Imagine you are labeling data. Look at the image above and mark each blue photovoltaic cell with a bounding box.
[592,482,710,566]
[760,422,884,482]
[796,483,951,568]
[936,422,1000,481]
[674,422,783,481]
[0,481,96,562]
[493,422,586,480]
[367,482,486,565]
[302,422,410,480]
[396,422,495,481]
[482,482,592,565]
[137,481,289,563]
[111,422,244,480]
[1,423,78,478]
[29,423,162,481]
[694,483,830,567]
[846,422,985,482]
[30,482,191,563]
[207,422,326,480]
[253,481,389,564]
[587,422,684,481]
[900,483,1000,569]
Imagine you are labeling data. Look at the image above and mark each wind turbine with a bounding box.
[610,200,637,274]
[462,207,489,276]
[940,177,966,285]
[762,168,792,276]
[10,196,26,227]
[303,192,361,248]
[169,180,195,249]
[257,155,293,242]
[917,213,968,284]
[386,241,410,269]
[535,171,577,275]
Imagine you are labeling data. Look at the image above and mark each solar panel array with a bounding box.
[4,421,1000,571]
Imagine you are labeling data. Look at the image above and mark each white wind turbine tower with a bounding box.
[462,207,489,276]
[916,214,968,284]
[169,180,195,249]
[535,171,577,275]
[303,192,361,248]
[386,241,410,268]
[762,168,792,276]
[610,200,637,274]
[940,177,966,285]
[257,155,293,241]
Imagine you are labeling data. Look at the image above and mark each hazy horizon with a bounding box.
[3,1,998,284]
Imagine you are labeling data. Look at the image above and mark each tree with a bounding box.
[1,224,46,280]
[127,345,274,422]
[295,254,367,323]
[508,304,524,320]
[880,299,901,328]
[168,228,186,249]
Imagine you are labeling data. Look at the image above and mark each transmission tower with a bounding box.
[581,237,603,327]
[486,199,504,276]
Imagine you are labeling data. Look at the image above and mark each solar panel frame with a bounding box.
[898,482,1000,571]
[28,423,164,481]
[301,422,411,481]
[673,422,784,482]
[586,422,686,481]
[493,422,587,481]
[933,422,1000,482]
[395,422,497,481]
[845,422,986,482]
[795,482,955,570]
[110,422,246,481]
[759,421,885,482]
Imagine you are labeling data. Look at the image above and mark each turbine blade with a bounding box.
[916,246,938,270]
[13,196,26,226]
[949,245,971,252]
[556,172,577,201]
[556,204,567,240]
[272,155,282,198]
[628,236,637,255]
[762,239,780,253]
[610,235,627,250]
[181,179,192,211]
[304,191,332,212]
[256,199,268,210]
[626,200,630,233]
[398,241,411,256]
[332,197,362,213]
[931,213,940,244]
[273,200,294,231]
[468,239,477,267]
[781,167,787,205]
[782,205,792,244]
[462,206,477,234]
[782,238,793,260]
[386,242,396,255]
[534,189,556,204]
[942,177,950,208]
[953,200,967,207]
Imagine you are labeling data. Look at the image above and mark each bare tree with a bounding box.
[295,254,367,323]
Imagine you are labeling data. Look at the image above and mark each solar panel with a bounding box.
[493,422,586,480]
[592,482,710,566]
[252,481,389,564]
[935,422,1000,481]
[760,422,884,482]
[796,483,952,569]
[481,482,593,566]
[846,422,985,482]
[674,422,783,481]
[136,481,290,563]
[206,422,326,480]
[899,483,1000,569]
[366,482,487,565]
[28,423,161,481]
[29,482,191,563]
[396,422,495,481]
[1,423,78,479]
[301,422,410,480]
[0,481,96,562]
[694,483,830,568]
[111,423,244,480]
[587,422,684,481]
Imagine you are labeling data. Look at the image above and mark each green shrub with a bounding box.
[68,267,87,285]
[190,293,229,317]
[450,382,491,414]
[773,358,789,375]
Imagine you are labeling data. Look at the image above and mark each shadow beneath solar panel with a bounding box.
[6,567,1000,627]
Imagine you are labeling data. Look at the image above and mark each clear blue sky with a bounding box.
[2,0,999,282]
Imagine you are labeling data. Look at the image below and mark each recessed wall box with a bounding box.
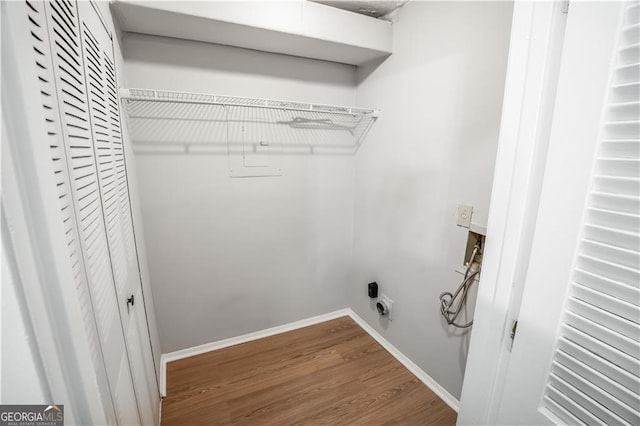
[465,230,486,266]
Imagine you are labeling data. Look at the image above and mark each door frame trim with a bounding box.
[457,1,569,423]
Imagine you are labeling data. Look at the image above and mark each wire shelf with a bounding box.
[120,88,379,154]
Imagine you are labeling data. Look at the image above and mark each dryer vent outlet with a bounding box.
[376,294,394,319]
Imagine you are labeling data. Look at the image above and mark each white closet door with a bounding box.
[541,3,640,423]
[22,1,116,422]
[496,2,639,424]
[127,286,159,426]
[76,1,160,423]
[77,0,136,321]
[27,0,141,424]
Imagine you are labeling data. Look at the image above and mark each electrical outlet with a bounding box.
[376,294,394,319]
[457,204,473,228]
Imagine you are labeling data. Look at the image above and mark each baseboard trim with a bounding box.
[159,355,166,398]
[158,308,460,413]
[345,309,460,412]
[159,308,350,396]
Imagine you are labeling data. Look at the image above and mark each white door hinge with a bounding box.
[562,1,570,14]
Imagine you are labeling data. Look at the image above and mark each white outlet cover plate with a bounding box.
[457,204,473,228]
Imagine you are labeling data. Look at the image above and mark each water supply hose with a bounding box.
[439,245,481,328]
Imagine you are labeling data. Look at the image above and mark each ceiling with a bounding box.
[310,1,408,19]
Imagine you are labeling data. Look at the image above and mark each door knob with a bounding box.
[126,294,135,307]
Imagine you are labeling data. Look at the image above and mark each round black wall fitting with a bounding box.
[376,300,390,316]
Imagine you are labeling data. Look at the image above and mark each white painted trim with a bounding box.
[458,2,569,424]
[346,309,460,412]
[159,309,350,396]
[159,357,167,399]
[158,308,459,414]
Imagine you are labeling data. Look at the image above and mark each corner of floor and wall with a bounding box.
[349,0,513,402]
[124,0,514,413]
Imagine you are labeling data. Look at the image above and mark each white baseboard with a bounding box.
[159,308,350,396]
[160,356,166,398]
[345,309,460,412]
[158,308,459,413]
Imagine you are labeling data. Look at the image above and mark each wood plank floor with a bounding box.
[161,316,457,425]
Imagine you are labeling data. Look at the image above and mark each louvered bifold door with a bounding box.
[23,0,117,423]
[77,1,139,322]
[32,0,141,424]
[542,2,640,425]
[76,1,158,424]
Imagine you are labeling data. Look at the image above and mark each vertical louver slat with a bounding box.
[543,2,640,425]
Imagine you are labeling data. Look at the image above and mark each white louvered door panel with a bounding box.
[30,0,141,424]
[494,2,638,424]
[103,46,162,425]
[77,1,160,424]
[542,3,640,423]
[127,287,159,426]
[23,0,117,423]
[78,3,136,315]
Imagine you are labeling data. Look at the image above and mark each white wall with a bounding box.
[121,1,513,401]
[122,34,357,352]
[352,1,513,400]
[1,223,49,405]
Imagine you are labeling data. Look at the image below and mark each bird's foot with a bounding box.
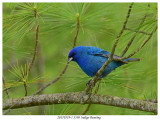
[86,79,95,88]
[80,91,91,105]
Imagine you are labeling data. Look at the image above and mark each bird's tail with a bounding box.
[125,58,140,62]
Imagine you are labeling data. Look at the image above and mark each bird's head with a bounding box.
[68,46,85,63]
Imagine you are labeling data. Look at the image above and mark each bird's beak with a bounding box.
[68,57,73,63]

- - -

### WHAT IS NEEDED:
If the listing above includes images, copy every line of it exactly except those images.

### EXERCISE ANSWER:
Imagine you are labeling data. Look at the image above and mark each blue photovoltaic cell with a bounding box.
[592,482,710,566]
[760,422,884,482]
[796,483,951,568]
[936,422,1000,481]
[674,422,783,481]
[0,481,96,562]
[493,422,586,480]
[367,482,486,565]
[302,422,410,480]
[396,422,495,481]
[482,482,592,565]
[137,481,289,563]
[111,422,244,480]
[1,423,78,478]
[29,423,162,481]
[694,483,830,567]
[846,422,985,482]
[30,482,191,563]
[207,422,326,480]
[253,481,389,564]
[587,422,684,481]
[900,483,1000,569]
Imagine you are labeling data. Look at the image above and mark each wind turbine with a bounding box.
[610,200,637,274]
[462,207,489,276]
[940,177,966,285]
[762,168,792,276]
[10,196,26,227]
[303,192,361,248]
[169,180,195,249]
[257,155,293,242]
[917,213,968,284]
[386,241,410,269]
[535,171,577,275]
Imagine you are labeling data. Look at the image above and mark each solar panel array with a bounding box.
[4,421,1000,571]
Imagine you are labeling data. Look at the image above and mark each white wind turbine tower with a bounding box.
[462,207,489,276]
[916,214,968,284]
[169,180,195,249]
[535,171,577,275]
[303,192,361,248]
[386,241,410,268]
[762,168,792,276]
[610,200,637,274]
[940,177,966,285]
[257,155,293,241]
Imagine you are labeling data. Look at the image above and mark each hazy horizon with a bounding box.
[3,1,998,284]
Imagine you are labeling data. Look at the image above and mark each tree with a bounding box.
[1,224,46,280]
[127,345,274,422]
[295,254,367,323]
[508,304,524,320]
[880,299,901,328]
[168,228,186,249]
Imagine you are labeling data. Look at the image above and mark each transmission tower with a bounding box.
[581,237,603,327]
[486,199,504,276]
Imagine you are labeling data. Look at the image above and mark each solar panel frame with a bounding box.
[898,482,1000,571]
[28,423,164,481]
[301,422,411,481]
[673,422,784,482]
[586,422,686,481]
[493,422,587,481]
[933,422,1000,482]
[395,422,497,481]
[845,422,986,482]
[795,482,955,570]
[110,422,246,481]
[759,421,885,482]
Imagine you are labeling data. Look at the image above and mark each turbine blade with a bounding box.
[916,246,938,270]
[13,196,26,226]
[949,245,971,252]
[556,172,577,201]
[556,204,567,240]
[272,155,282,198]
[628,236,637,255]
[762,239,780,253]
[610,235,627,250]
[181,179,192,211]
[304,191,332,212]
[256,199,268,210]
[626,200,630,233]
[398,241,411,256]
[332,197,362,213]
[931,213,940,244]
[273,200,294,231]
[468,239,477,267]
[781,167,787,205]
[782,205,792,244]
[462,206,477,234]
[782,238,793,260]
[386,242,396,255]
[534,189,556,204]
[942,177,950,208]
[953,200,967,207]
Imagine you are labeling data. Look at the image above and mark each bare tree with a bounding box.
[295,254,367,323]
Imagine you are labeling data. Look at the image above and mark each solar panel with a bounding box.
[493,422,586,480]
[592,482,710,566]
[252,481,389,564]
[935,422,1000,481]
[760,422,884,482]
[796,483,952,569]
[481,482,593,566]
[846,422,985,482]
[674,422,783,481]
[136,481,290,563]
[206,422,326,480]
[899,483,1000,569]
[366,482,487,565]
[28,423,161,481]
[29,482,191,563]
[396,422,495,481]
[1,423,78,479]
[301,422,410,480]
[0,481,96,562]
[694,483,830,568]
[111,423,244,480]
[587,422,684,481]
Imagine you are labeling data. Look at the image above and mark each green shrub with a bounding box.
[68,267,87,285]
[190,293,229,317]
[450,382,491,414]
[773,358,789,375]
Imagine you are labeling data. Look at the image above and mark each shadow beneath solar panel with a bounding box.
[6,567,1000,627]
Imagine you are labeling data. Look at the image above and mark each clear blue sky with a bounding box.
[2,0,999,282]
Imagine you are labeling data. Look at the image below and mark each recessed wall box with a bounding box.
[465,230,486,266]
Imagine you are labeling data. Look at the image above and mark each door frame trim with a bounding box.
[457,1,569,423]
Imagine you are labeling data. Look at the image above and mark each wire shelf with a bounding box.
[120,88,379,154]
Imagine you are labeling data. Look at the image above and mark each dryer vent outlet with a bounding box.
[376,294,394,319]
Imagine you are labeling data. Look at the image above and mark each white closet door with a bounding box.
[541,3,640,423]
[22,1,116,422]
[496,2,639,424]
[127,286,159,426]
[76,1,160,423]
[77,0,136,321]
[27,0,141,424]
Imagine you are labeling data. Look at the image above and mark each electrical outlet with a bounding box.
[376,294,394,319]
[457,204,473,228]
Imagine you are labeling data. Look at the image above and mark each baseboard trim with a bounding box.
[159,355,166,398]
[158,308,460,413]
[345,309,460,412]
[159,308,350,396]
Imagine you are labeling data. Look at the image above and mark each white door hinge with a bounding box.
[562,1,570,14]
Imagine you are labeling data. Look at the image above and mark each white outlet cover plate with a bounding box.
[457,204,473,228]
Imagine you are labeling data. Look at the image above and mark each water supply hose with a bounding box.
[439,245,481,328]
Imagine you are labeling data. Look at the image above and mark each ceiling with a bounding box.
[310,1,408,19]
Imagine you are labeling data. Look at the image above and mark each door knob with a bounding box.
[126,294,135,307]
Imagine you are labeling data. Look at the image above and mark each round black wall fitting with a bounding box.
[376,300,390,316]
Imagine you are labeling data. Look at the image above and mark each white painted trim with a bounding box.
[458,2,569,424]
[346,309,460,412]
[159,309,350,396]
[159,357,167,399]
[158,308,459,414]
Imagine you are labeling data. Look at the image above and mark each corner of floor and wall with a bounding box.
[349,0,513,402]
[124,0,514,413]
Imagine you are labeling data. Look at the image above and mark each white baseboard with a bounding box.
[159,308,350,396]
[160,356,166,398]
[345,309,460,412]
[158,308,459,413]
Imagine you are labeling data. Look at the image above and mark each wood plank floor with a bounding box.
[161,316,457,425]
Imagine you are labeling data. Look at the image above and mark each louvered bifold door with a bounding box.
[23,0,117,423]
[77,1,139,322]
[32,0,141,424]
[542,2,640,425]
[76,1,158,424]
Imagine you are labeling data. Look at the image above and mark each vertical louver slat with a bounding box.
[543,2,640,425]
Imagine you are labeling data. Look at the image above and mark each white louvered door panel with a bounding box.
[30,0,141,424]
[494,2,638,424]
[103,46,162,425]
[77,1,160,424]
[542,3,640,423]
[127,287,159,426]
[23,0,117,423]
[78,3,136,315]
Imagine you are labeling data. Look at the image above and mark each white wall with a bounding box.
[121,1,513,401]
[122,34,357,352]
[352,1,513,400]
[1,223,49,405]
Imagine you are labeling data. Look at the image below and mark each bird's foot with a bounding box.
[86,79,95,88]
[80,91,91,105]
Imagine you are labeling data. Look at the image above and mark each bird's tail with a bounding box.
[125,58,140,62]
Imagine you are labeling data. Look at the image above and mark each bird's head with a bounding box.
[68,46,85,63]
Imagine you are labeling data. Look at the image above and mark each bird's beak with a bounding box.
[68,57,73,63]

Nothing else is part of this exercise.